=== Task goal ===
What's needed: every entry, printed exactly, minus the images.

━━ Given records

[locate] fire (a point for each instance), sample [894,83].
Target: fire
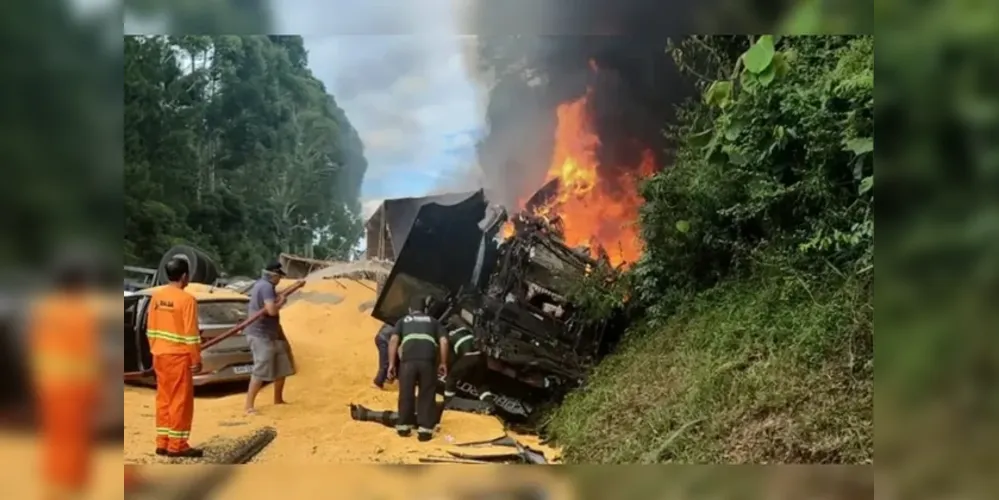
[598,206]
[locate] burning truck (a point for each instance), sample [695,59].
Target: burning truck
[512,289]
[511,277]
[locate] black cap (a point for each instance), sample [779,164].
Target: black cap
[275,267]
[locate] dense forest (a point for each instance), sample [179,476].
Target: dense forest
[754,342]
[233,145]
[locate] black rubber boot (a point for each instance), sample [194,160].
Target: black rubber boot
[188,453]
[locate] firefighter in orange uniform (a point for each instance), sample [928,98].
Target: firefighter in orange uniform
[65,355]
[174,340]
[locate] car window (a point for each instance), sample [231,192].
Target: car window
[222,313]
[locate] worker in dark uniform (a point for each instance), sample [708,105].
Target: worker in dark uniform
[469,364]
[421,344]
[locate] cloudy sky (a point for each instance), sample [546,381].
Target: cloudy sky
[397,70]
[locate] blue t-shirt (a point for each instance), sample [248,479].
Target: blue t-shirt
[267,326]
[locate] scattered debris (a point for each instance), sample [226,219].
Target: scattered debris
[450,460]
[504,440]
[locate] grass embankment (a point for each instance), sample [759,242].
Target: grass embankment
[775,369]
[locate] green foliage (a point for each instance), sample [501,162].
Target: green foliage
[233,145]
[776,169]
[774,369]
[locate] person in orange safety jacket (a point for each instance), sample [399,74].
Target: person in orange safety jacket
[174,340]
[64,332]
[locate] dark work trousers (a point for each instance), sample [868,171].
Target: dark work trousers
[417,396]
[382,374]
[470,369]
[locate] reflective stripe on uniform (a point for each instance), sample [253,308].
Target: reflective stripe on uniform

━━━━

=== Task solution ===
[locate] fire (a point for each instance), sample [894,83].
Target: fire
[598,206]
[locate] burning truck (a point for each instance), sample [695,59].
Target: burning truck
[512,289]
[511,277]
[locate] black cap (a point for each instance), sample [779,164].
Target: black cap
[275,267]
[locate] dense forest (a point for each instance), sample [179,476].
Target: dense forest
[754,342]
[233,145]
[locate] black rubber boot (a point for each instance), sample [194,160].
Target: black rubber boot
[188,453]
[locate] firefighter in orange uniform (a point for each instance), sample [928,98].
Target: firefighter in orange uniform
[65,355]
[174,340]
[locate] car window (a point for each instance), sample [231,192].
Target: car window
[222,313]
[locate] worker in dark uniform (a point for each instance), sample [708,105].
Target: worker in dark uniform
[469,364]
[421,344]
[locate] cloudy sky (a point for each instance), sample [546,381].
Target: cloudy sky
[397,70]
[locate] blue t-shirt (a point for each instance), sample [248,479].
Target: blue t-shirt
[267,326]
[locate] scattered debris (a point for each instance), sample [226,219].
Target: scattered debris
[450,460]
[504,440]
[locate] grass embankment (a point for each instance), sample [759,242].
Target: grass embankment
[775,369]
[locate] green foliage (a point for each instance), sample [501,162].
Target: green foliage
[233,145]
[776,169]
[774,369]
[locate] person in orange safety jacket (a point for each instance), sample [399,74].
Target: person in orange safety jacket
[174,340]
[64,332]
[locate] dark work trousers (a point for each instance), sample [868,171].
Target: dark work trousers
[417,396]
[382,374]
[470,369]
[locate] reflective stripe on uniform (a point for each instance), sample [253,308].
Target: reflective stripe on uniform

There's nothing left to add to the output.